__ARTICLE__
Book Review: The Dead Alive, by Wilkie Collins

deadaliveThe Dead Alive by Wilkie Collins

On the evidence of The Dead Alive, Scott Turow [has written] that Wilkie Collins might well be the first author of a legal thriller. Here is the lawyer out of sorts with his profession; the legal process gone awry; even a touch of romance to soften the rigors of the law. And here, too, recast as fiction, is the United States’ first documented wrongful conviction case. Side by side with the novel, this book presents the real-life legal thriller Collins used as his model-the story of two brothers, Jesse and Stephen Boorn, sentenced to death in Vermont in 1819 for the murder of their brother-in-law, and belatedly exonerated when their “victim” showed up alive and well in New Jersey in 1820. Rob Warden, one of the nation’s most eloquent and effective advocates for the wrongly convicted, reconsiders the facts of the Boorn case for what they can tell us about the systemic flaws that produced this first known miscarriage of justice-flaws that continue to riddle our system of justice today.

A tale of false confessions and jailhouse snitches, of evidence overlooked and justice more blinkered than blind, the Boorns’ story reminds us of the perennial nature of the errors at the heart of American jurisprudence-and of the need to question and correct a system that regularly condemns the innocent.

__SET EXERCISE__
Output the passage of the book review from "A tale of false" to "condemns the innocent.", word for word. The listing that follows has no connection to the book review above.

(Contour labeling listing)
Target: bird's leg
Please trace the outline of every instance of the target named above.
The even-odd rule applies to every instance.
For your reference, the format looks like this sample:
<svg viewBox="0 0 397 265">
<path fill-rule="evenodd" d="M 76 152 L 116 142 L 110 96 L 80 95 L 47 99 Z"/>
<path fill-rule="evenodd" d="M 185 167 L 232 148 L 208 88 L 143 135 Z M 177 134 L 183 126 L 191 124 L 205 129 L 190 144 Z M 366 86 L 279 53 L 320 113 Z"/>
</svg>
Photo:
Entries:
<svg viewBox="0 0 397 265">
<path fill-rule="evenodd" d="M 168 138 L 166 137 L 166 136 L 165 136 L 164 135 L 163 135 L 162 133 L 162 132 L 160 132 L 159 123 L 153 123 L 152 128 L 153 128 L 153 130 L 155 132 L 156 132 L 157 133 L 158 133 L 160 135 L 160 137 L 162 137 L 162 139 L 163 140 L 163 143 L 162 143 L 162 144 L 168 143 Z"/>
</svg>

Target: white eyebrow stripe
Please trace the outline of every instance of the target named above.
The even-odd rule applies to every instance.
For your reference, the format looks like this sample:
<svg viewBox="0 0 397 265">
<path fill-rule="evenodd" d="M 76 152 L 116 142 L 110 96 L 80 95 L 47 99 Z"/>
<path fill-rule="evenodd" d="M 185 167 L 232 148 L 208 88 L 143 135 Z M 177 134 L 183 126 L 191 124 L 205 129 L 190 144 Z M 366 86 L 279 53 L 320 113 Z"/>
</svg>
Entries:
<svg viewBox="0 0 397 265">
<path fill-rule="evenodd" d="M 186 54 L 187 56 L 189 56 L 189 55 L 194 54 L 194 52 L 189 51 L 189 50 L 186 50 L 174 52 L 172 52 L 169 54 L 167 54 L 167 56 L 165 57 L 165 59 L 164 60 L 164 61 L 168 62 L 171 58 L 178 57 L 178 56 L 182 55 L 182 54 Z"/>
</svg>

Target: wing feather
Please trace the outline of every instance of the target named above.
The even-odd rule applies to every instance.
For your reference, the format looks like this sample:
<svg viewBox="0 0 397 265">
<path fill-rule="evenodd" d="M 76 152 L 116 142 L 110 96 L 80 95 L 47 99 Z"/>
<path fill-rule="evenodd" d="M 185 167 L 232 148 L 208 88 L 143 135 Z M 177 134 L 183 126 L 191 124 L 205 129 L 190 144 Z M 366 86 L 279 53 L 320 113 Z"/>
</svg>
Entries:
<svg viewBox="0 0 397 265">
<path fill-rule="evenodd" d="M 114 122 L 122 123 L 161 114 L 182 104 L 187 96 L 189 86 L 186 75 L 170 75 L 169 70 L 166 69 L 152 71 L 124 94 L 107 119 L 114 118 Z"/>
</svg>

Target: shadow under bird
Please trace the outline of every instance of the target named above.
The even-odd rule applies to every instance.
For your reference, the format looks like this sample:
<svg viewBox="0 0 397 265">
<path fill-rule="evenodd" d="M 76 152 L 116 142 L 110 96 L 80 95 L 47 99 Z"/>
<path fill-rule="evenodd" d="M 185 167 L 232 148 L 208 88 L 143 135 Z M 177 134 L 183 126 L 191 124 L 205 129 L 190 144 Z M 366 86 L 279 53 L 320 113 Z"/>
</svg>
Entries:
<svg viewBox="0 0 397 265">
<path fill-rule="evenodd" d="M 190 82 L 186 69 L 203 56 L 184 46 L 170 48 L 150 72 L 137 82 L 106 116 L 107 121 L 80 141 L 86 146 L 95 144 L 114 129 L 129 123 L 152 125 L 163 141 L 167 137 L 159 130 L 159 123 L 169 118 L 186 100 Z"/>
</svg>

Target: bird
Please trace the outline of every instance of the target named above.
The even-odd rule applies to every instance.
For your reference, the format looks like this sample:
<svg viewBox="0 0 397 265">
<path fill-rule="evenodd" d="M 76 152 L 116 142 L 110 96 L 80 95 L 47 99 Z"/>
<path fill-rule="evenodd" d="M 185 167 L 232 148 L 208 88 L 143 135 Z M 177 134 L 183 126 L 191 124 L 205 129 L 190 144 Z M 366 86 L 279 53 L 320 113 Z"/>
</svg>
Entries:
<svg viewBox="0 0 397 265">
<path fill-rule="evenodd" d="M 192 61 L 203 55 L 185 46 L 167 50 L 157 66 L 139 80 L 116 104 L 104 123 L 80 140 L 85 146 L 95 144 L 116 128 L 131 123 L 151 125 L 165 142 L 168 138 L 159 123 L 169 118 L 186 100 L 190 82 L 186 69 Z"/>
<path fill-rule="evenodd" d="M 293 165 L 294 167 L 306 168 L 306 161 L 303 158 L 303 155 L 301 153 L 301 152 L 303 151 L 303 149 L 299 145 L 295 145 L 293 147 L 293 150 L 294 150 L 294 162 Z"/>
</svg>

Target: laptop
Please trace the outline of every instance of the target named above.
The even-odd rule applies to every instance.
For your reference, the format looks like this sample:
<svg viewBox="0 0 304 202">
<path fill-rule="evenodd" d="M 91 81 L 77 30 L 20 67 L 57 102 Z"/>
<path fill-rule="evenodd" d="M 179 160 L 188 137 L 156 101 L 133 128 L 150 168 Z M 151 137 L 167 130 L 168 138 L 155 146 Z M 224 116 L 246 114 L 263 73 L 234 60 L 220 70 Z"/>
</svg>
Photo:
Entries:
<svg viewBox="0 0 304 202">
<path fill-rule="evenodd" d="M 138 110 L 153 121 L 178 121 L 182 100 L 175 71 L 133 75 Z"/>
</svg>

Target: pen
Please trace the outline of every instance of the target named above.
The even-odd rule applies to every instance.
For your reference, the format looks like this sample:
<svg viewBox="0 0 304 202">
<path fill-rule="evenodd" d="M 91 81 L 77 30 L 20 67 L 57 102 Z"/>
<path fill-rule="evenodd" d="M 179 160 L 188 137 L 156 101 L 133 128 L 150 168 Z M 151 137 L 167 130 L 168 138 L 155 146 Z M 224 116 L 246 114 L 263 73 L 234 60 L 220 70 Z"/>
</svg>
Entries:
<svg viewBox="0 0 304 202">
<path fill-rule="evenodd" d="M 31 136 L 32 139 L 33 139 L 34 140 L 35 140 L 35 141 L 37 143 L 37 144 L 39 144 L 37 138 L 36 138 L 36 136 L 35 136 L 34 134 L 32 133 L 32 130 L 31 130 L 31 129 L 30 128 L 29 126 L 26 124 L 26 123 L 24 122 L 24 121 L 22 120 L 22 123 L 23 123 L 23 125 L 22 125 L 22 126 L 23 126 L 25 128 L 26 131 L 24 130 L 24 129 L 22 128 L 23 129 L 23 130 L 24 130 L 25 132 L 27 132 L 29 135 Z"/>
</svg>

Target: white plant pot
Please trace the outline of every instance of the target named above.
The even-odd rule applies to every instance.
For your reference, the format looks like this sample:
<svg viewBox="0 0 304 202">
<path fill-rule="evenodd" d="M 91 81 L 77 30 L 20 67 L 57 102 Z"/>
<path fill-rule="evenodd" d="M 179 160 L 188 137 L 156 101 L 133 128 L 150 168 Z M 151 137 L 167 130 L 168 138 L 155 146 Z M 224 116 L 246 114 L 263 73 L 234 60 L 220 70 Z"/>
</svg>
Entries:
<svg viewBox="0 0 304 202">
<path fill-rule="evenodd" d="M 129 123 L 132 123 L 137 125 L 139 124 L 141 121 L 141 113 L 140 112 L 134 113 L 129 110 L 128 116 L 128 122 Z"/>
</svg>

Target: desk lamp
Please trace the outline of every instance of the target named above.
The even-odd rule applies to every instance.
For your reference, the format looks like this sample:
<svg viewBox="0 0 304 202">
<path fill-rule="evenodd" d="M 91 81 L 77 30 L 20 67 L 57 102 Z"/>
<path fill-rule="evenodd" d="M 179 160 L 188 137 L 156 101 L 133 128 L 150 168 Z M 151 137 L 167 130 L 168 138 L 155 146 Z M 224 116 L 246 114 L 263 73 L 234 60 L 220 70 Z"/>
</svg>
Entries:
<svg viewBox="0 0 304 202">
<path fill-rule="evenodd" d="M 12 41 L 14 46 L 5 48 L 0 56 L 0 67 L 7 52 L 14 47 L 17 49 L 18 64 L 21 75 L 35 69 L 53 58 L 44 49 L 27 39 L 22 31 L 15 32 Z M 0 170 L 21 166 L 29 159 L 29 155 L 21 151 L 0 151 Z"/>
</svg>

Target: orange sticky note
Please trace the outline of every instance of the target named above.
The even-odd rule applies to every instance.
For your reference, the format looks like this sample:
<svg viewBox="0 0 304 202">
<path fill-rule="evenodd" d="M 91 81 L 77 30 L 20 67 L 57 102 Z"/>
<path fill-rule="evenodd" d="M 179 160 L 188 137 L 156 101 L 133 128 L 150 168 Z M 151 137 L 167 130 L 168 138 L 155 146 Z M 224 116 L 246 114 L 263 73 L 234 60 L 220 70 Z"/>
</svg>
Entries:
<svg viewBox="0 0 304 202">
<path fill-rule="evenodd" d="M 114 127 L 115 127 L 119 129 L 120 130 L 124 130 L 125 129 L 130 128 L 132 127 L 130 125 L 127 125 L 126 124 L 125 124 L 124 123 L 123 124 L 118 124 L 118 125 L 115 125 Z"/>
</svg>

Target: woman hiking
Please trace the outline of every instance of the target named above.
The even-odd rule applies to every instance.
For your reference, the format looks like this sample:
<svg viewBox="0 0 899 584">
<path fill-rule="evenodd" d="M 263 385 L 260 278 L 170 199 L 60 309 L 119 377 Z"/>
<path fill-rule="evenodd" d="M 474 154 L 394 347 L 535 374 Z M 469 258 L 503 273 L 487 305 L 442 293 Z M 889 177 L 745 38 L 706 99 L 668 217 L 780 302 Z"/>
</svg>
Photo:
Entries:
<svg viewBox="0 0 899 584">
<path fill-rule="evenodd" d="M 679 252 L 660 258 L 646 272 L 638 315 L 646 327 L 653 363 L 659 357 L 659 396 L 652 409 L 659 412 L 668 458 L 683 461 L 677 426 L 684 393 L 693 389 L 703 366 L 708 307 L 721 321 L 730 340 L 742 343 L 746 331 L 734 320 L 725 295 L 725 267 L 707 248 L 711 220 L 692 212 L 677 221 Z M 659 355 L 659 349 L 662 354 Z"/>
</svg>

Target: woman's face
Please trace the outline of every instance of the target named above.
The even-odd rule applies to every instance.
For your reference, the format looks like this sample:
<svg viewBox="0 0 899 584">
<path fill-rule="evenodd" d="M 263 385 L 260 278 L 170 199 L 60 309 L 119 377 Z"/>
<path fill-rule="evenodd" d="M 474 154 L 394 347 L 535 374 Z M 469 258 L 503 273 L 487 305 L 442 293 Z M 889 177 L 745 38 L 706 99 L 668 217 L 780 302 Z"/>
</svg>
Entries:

__REPLY__
A tale of false confessions and jailhouse snitches, of evidence overlooked and justice more blinkered than blind, the Boorns’ story reminds us of the perennial nature of the errors at the heart of American jurisprudence-and of the need to question and correct a system that regularly condemns the innocent.